## Begin Text passage

Not surprisingly, Kristin is doing what we studied to do.. creating and teaching and learning and inspiring.. and hasn't lost one ounce of energy in the process. I have to admit I'm jealous of her ability and talent.. and her drive to get there because I certainly felt like I couldn't keep trying forever and eventually had to have some sort of back up plan, which is mediocre and stagnant at best these days. But I didn't want to wait on tables for the rest of my life and thought I'd better learn some other skills that could get me by and maybe came with benefits.. like insurance and sick days. Whoa.. what a crazy idea!
But I'm not resentful or bitter about my path or how I'm paving it. I've always been a late bloomer of sorts so finding the right career for me, not to mention the right guy, right location.. might take me some extra time. I'm ok with that even if some days I wonder if any of it will ever come together..
And when I need a good kick in the pants, I've got my friends to remind me that I'm growing and challenging myself and I'm good enough as I am. And I have a Kristin who'll come to visit once in a while, complete with enough giggles to tide me over until my next fix.
Tanya: You drive like how I feel.
Kristin: Yeah, I feel safe when I drive with Miss D.
These are actual Real Life quotes spoken just moments apart by people riding in MY CAR! While I was driving it! AND with NO provocation from me WHATSOEVER! Of course there was an immediate stopping of the car when I hit the brakes because I was dying of the laughter that quickly followed and trying to prevent my own death from the SHOCK and oh yes, the AWE of it all while wishing I had a tape recorder and other witnesses and things of that nature because none of my other friends would ever believe this ever in their Whole Lives!
And then Kristin happily repeated it again to Keith after we met up for late-night coffee on Tuesday, to which he said dryly:
Keith: Uh.. I feel stressed when I'm in the car with Miss D.
..which I expected because hi, I can.. uh.. scare people and I'm a rather.. assertive driver, which this city sorely needs more of, in my humble opinion. I mean, I just want to get where I'm going and everyone is in my way.. so when I drive with other people..

## End Text passage
## Begin Information supplied

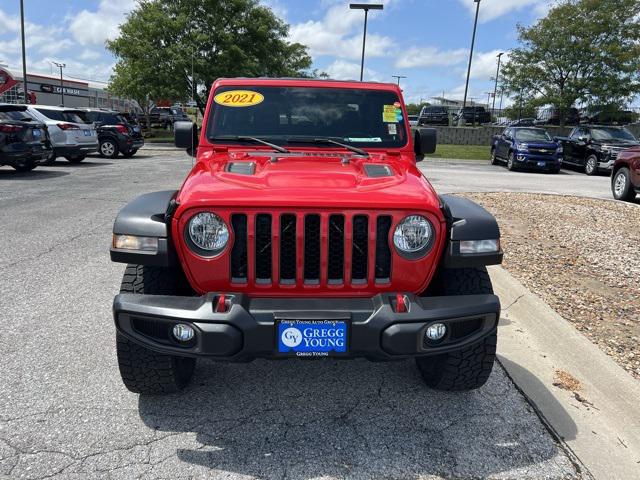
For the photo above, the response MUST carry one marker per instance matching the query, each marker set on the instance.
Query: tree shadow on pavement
(312, 419)
(37, 174)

## End Information supplied

*Exercise instructions*:
Pick up the blog post about Kristin's visit and the car rides and keep writing it from its final sentence.

*Final result*:
I don't know how it happened.. that I was born a speed racer. I just don't. It's a gift I suppose..

As you can see, Kristin was not good at giving up and is slyly hiding the can of desperately needed caffeine-in-a-can because that's all we could find.. I ask you, what is the world coming to?!
The night ended with a round table of friends sharing stories over coffee we finally found in the hipper area of the not-so-sleepy Capital Hill. Keith and Paul had just finished an improv workshop, Paul was heading out to San Francisco the next day for work, and both of the girls, who were also headed south, were continuing on their road trip to meet up with some of our old friends and teachers and take in some theatre at the Oregon Shakespeare Festival. None of this was especially significant, but I was just relishing the time with all of these people around me. Tho I didn't think of it then, it hit me a couple of days later that I've known Keith and Kristin both for about the same amount of time.. 17 years each.. almost as long as I've been alive, if you add them up. It was a quiet happiness I took in.. a good reminder of how much I love my friends, but even beyond that how every friend has the opportunity and capacity to become a long-term friend when their only purpose is to be in your company because they want to. And vice versa. It's pretty simple how just those two factors can bring people closer and then tie them together for years.
I dropped off everyone at Keith's home, after too much coffee and never enough Justin Timberlake and his Sexy Back, while still marveling at my Safety Skills. There were hugs and kisses goodbye for all and after I left and to the point I crawled into bed, we were still texting like excited school children.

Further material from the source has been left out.